## Exercise brief
Verbatim repeat, images excluded. Give each entry again as written.

Top of Data section

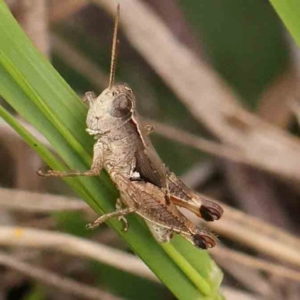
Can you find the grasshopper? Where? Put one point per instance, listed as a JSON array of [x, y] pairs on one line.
[[147, 188]]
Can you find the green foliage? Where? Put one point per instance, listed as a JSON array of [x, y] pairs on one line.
[[289, 12], [38, 93]]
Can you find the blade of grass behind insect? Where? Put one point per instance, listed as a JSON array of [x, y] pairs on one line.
[[144, 240], [289, 12], [29, 79]]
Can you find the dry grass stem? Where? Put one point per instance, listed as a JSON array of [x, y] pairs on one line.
[[205, 94], [37, 202], [261, 242], [54, 280], [33, 16], [189, 139], [42, 239], [255, 263], [234, 294], [79, 62], [60, 10]]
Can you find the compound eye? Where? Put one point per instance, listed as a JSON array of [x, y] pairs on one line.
[[121, 106], [209, 214], [204, 241]]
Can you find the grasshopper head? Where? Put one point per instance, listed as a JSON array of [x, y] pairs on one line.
[[111, 109], [203, 239]]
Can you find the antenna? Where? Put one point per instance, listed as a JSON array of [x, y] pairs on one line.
[[113, 63]]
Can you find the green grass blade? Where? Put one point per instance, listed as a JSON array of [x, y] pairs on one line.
[[289, 12], [37, 92]]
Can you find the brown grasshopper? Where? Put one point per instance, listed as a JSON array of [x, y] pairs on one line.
[[146, 185]]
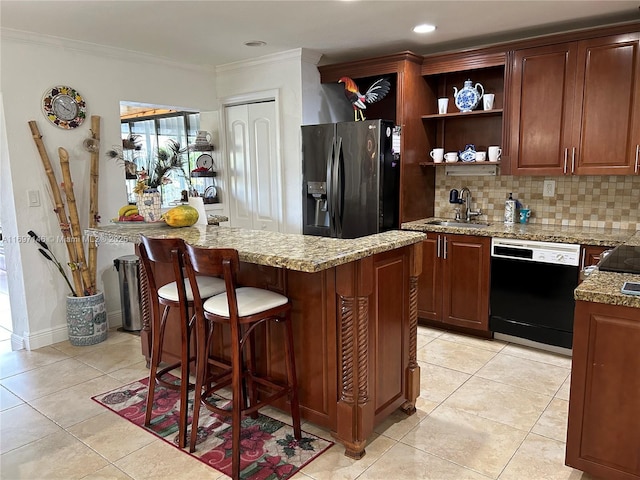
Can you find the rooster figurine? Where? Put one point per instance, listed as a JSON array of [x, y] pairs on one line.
[[377, 91]]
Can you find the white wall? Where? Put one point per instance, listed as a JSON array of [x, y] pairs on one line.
[[282, 72], [30, 65]]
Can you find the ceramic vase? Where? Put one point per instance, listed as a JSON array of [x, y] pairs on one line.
[[149, 205], [86, 319]]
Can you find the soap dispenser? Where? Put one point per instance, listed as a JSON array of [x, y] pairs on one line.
[[510, 210]]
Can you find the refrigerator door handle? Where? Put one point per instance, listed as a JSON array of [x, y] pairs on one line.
[[337, 173], [330, 202]]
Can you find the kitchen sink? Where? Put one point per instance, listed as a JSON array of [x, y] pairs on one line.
[[446, 223]]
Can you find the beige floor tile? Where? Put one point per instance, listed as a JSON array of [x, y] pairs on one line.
[[398, 424], [563, 392], [112, 436], [56, 456], [477, 443], [8, 399], [454, 355], [113, 337], [22, 425], [334, 465], [112, 357], [524, 373], [487, 344], [437, 383], [429, 331], [50, 379], [133, 372], [73, 405], [166, 462], [503, 403], [541, 356], [542, 457], [13, 363], [553, 422], [405, 462], [108, 473]]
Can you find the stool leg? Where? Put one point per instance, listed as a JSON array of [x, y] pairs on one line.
[[184, 376], [156, 348], [292, 378]]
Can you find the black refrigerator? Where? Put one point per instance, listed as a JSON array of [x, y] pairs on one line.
[[351, 179]]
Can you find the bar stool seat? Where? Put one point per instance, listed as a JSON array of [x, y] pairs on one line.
[[155, 252], [242, 310]]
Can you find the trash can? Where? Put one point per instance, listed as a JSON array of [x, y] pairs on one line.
[[128, 268]]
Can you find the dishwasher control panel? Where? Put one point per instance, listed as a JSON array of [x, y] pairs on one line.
[[534, 251]]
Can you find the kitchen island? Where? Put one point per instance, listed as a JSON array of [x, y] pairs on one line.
[[354, 316]]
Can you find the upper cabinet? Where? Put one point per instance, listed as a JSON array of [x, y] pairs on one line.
[[575, 108]]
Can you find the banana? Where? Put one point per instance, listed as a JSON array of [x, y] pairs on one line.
[[127, 210]]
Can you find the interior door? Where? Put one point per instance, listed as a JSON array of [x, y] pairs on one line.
[[254, 166]]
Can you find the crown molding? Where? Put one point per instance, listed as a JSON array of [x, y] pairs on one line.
[[30, 38]]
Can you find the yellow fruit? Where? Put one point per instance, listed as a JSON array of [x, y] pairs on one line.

Bottom of Data section

## Expected answer
Can you find the grasshopper? Where? Put one point per instance, listed as a JSON array of [x, y] pairs on one line.
[[147, 188]]
Can you find the green foliage? Where? Put one point per instance, listed as a JSON array of [x, y] pairs on one line.
[[289, 12], [38, 93]]
Can you find the blade of grass behind insect? Where? Put one point per instance, listed as a JSON array of [x, y] pairs on one line.
[[144, 240], [289, 12], [29, 79]]
Can you find the dry grass stem? Where? Put one point per instance, listed as a JSON array of [x, y] pairs on one line.
[[205, 94], [37, 202], [261, 242], [54, 280], [33, 16], [189, 139], [42, 239], [255, 263], [234, 294], [79, 62], [60, 10]]
Can you find the compound eye? Where? Put one point per instance, listed as a JSON array of [x, y] pairs on one line.
[[121, 106], [209, 214], [204, 241]]
Can you find the grasshopper head? Where? Put one point per instance, listed as a JSON array of [x, y] pairs on one line.
[[111, 109], [203, 239]]
Can you find the antenna? Where? Put one point per instance, listed as a JSON array of [x, y] pairs on one line.
[[113, 63]]
Can you find the green grass blade? Where? Put one point per instance, listed as a JSON array of [x, y] pairs on one line.
[[289, 12], [37, 92]]
Can you find the brown grasshopper? Where? Put one point per instance, listed as a JSON array of [x, y] pairs on one line.
[[146, 185]]
Can you find the rooster figurine? Where? Put one point per instance, listed as a JSON array of [x, y] pairs on one line.
[[377, 91]]
Can you find the white wall? Where? Put one point per instance, listed as a JSON array of [x, y] pairs on one line.
[[282, 72], [30, 65]]
Can you find the ceramic vase? Where? Put one point per instance, listed as a JSON array of [x, y] pairs on one line.
[[149, 205], [86, 319]]
Can you find the soap dispenser? Where? Put one point per instance, listed as a JSON array of [x, y] pairs on one line.
[[510, 210]]
Can you find the refrigerator door handle? Where? Put one point per instance, listed as a JSON array of [x, y] pairs on one line.
[[337, 173], [330, 202]]
Can you find the kitchen sink? Where? Put one point per instance, listed as a JSON array of [x, y] pairs on one line.
[[446, 223]]
Can you find the beige floor tile? Where? Put one point per instance, listed as a JSON array of [x, y] pairs on one line.
[[398, 424], [563, 392], [112, 436], [56, 456], [477, 443], [8, 399], [454, 355], [113, 337], [22, 425], [334, 465], [112, 357], [524, 373], [487, 344], [437, 383], [429, 331], [50, 379], [133, 372], [73, 405], [166, 462], [503, 403], [541, 356], [542, 457], [13, 363], [553, 422], [405, 462], [108, 473]]
Can you find the stool leg? Where? Put one point per instance, listed as a JSON array of [x, y] pairs on one line.
[[184, 376], [156, 348], [292, 378]]
Can you find the black refrigerator? Where? Put one point per instance, listed as a JSON array of [x, y] pairs on one line.
[[351, 179]]
Can you find the bar stool seat? Where? Put one point per instance, listed as a JSON array of [x, y] pairs on one line.
[[155, 252], [242, 310]]
Can you find the trash can? Where? Put one point per instance, listed as a JSON array of [x, y] pairs on one line.
[[128, 268]]
Can you find the dishwasher control panel? Where? Put one point per instance, listed as a JSON array of [x, y] pairs on one line.
[[534, 251]]
Can you find the kitchen island? Where? Put one point per instance, listed as a JSON array of [x, y] pairs on one line.
[[354, 316]]
Can you find the upper cabinet? Where? Put one point per instance, listed as a JSON array of [x, y] pairs on one line.
[[575, 108]]
Can you find the banana? Where? Put one point per instance, listed as a JSON array of [x, y] pairs on one line.
[[127, 210]]
Can you find the interior door? Where? Put one point per instance, listed as a JSON array of [x, y] pairs on one line.
[[254, 166]]
Can you find the crown molding? Where? Put one point per instance, listed as a JSON array of [x, y] pairs on one line.
[[30, 38]]
Can you find the yellow fruit? Where? Put one point per instance, listed as a JSON array of [x, y] pairs on one line.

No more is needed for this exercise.